» **The task**:
Report each line below that carries the word "sectional".

» **Task inputs**:
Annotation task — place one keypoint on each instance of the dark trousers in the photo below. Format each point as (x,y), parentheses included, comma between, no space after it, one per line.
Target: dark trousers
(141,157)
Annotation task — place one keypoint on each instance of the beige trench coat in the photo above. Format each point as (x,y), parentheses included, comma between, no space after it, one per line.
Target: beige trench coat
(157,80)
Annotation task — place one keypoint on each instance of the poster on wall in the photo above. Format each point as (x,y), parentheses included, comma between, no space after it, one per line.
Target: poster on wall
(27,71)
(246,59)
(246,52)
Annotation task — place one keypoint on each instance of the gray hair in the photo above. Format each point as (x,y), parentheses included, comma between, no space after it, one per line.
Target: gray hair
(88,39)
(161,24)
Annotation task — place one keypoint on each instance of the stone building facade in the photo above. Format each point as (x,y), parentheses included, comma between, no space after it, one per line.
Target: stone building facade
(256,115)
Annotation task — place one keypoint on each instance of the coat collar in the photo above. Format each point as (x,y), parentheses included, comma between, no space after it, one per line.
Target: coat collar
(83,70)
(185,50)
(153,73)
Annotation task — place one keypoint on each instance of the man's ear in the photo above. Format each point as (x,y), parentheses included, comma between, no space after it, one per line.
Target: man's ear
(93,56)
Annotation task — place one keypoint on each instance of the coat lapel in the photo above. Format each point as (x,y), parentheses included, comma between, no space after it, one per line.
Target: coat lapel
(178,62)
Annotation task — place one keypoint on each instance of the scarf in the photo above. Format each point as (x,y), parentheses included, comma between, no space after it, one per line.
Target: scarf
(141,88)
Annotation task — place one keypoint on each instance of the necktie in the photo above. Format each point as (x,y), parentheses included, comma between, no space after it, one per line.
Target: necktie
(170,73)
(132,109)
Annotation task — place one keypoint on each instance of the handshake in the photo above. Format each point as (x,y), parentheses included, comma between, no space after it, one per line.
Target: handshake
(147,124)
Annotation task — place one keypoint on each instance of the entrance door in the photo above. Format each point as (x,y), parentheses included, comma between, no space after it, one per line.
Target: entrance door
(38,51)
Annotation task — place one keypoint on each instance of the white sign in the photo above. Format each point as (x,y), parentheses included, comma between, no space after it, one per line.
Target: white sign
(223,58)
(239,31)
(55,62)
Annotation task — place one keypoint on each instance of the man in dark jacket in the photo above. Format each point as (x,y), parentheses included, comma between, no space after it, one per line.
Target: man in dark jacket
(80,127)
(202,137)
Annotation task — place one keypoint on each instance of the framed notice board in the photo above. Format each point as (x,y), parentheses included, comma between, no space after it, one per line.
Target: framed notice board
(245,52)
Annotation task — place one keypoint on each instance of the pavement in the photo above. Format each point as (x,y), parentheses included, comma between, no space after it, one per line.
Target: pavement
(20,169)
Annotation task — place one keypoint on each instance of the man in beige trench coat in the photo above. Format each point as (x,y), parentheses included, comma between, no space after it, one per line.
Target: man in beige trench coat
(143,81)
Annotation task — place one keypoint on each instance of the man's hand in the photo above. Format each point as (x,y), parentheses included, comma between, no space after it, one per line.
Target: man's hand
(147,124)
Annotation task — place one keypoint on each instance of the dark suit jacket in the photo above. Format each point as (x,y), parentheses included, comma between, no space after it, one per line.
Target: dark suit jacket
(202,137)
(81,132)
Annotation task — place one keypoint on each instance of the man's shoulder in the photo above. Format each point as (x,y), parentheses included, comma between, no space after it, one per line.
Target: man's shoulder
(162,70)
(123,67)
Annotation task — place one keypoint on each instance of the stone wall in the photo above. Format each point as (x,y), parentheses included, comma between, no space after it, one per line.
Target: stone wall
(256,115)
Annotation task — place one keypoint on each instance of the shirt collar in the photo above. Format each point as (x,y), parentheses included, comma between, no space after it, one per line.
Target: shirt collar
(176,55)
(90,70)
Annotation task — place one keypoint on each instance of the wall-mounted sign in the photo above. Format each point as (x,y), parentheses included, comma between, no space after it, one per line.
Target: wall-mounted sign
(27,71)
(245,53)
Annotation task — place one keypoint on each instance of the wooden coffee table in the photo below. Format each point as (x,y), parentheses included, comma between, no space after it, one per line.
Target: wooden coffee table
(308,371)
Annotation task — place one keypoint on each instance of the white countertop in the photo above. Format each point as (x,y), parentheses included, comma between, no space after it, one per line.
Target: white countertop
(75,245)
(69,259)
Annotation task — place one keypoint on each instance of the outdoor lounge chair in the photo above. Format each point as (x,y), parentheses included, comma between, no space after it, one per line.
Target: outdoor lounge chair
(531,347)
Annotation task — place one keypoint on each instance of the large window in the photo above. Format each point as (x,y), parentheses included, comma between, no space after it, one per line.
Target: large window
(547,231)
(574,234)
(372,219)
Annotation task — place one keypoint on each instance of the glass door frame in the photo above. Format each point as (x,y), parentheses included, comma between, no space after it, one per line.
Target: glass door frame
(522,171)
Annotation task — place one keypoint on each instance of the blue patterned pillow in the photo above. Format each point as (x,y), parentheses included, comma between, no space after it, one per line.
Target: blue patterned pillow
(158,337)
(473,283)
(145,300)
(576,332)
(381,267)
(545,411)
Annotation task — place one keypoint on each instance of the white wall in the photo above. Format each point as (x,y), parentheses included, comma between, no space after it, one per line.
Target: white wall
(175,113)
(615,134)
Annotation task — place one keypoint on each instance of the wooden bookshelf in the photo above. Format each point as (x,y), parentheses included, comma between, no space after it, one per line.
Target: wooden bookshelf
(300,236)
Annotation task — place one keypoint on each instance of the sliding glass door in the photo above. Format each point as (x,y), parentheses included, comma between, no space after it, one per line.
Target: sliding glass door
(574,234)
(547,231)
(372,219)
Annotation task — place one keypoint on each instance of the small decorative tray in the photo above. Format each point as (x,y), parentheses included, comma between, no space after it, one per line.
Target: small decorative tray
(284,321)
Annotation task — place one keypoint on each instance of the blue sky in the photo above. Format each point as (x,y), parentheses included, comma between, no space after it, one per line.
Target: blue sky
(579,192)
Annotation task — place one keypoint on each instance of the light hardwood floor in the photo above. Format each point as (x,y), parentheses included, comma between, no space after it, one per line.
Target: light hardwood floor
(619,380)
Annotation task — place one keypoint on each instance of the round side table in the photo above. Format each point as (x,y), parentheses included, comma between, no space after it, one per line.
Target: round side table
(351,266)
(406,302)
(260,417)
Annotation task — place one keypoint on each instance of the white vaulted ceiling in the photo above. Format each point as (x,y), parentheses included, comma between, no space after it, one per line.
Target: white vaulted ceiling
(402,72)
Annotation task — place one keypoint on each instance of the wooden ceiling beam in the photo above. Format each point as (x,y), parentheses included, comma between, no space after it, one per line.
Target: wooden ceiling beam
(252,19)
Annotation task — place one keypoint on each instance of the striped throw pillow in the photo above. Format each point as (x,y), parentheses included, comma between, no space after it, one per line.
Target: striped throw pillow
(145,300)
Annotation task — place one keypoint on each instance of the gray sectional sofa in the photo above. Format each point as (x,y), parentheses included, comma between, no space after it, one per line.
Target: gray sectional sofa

» **Problem solution**:
Annotation task — place one keypoint on each instance of the gray sectional sofa in the photo above. Format each point as (x,y), parentheses included, comma between, no space after it, one per line.
Target: gray sectional sofa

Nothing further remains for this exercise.